▶ [WHAT THE EXERCISE ASKS]
Answer from the excerpt on MAP estimation:
1. What does the excerpt say "complete" voltage observations means?
2. What kind of problem does computing the MAP estimate correspond to in that case?
3. Apart from exponential inputs, for what inputs is a similar result obtained?
>> start SOURCE EXTRACT
In Huys et al. (2006) we pointed out that in the case of complete (i.e., noiseless and non-intermittent) voltage observations, computing the maximum a posteriori (MAP) estimate

$$ \arg \max\limits_{\{N_I(t), N_E(t)\}} p \left( \{N_I(t), N_E(t)\} | V_{0:T} ^{\rm obs} \right) $$

corresponds to the solution of a concave quadratic program, since g I (t) and g E (t) are linear functions of N I (t) and N E (t) (for example, g I (t) is given by the convolution \(g_I(t) = N_I(t) * \exp(-t/\tau_I)\)). Therefore, in the case of exponential inputs N E (t) and N I (t), the objective function may be written as

$$ \begin{array}{rll} &&{\kern-6pt} \log p(\{N_I(t), N_E(t)\} | V_{0:T} ^{\rm obs})\\ &&{\kern6pt} = \log p(V_{0:T} ^{\rm obs} | \{N_I(t), N_E(t)\}) \\ &&{\kern18pt} + \log p(\{N_I(t), N_E(t)\}) + const. \\ &&{\kern6pt}= \log p(V_{0:T} ^{\rm obs} | \{N_I(t), N_E(t)\}) + \sum\limits_{t=1} ^T (- \lambda_E N_E(t))\\ &&{\kern18pt} + \sum\limits_{t=1} ^T (- \lambda_I N_I(t)) + const., ~ N_E(t), N_I(t) \geq 0, \end{array} $$

with

$$ \begin{array}{rll} &&{\kern-7pt} \log p(V_{0:T} ^{\rm obs} | \{N_I(t), N_E(t)\}) \\ &&{\kern5pt} = - \frac{1} {2 \sigma^2 dt} \sum\limits_{t=2} ^T \left[ V_t - \bigg( V_{t-dt} + dt \big( g_l (V_l - V_t) \right.\\ &&{\kern18pt} \left. +\, g_I(t) (V_I - V_t) + g_E(t) (V_E - V_t) \big) \bigg) \right]^2 + const., \end{array} $$

a quadratic function of {N E (t), N I (t)}. A similar result is obtained in the case of truncated Gaussian inputs N E (t) and N I (t).
>> end SOURCE EXTRACT
>> start DATASET EXCERPT
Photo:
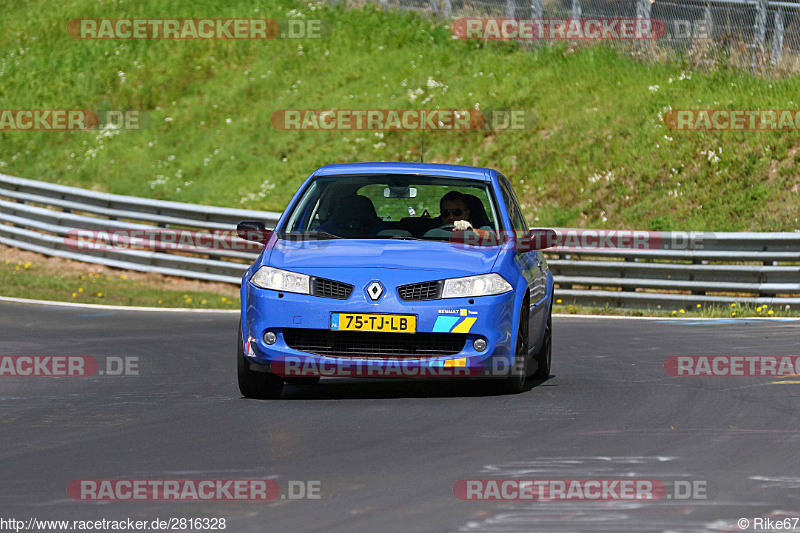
>> end DATASET EXCERPT
▶ [SOLUTION FOR THIS PROBLEM]
1. Noiseless and non-intermittent.
2. A concave quadratic program.
3. Truncated Gaussian inputs.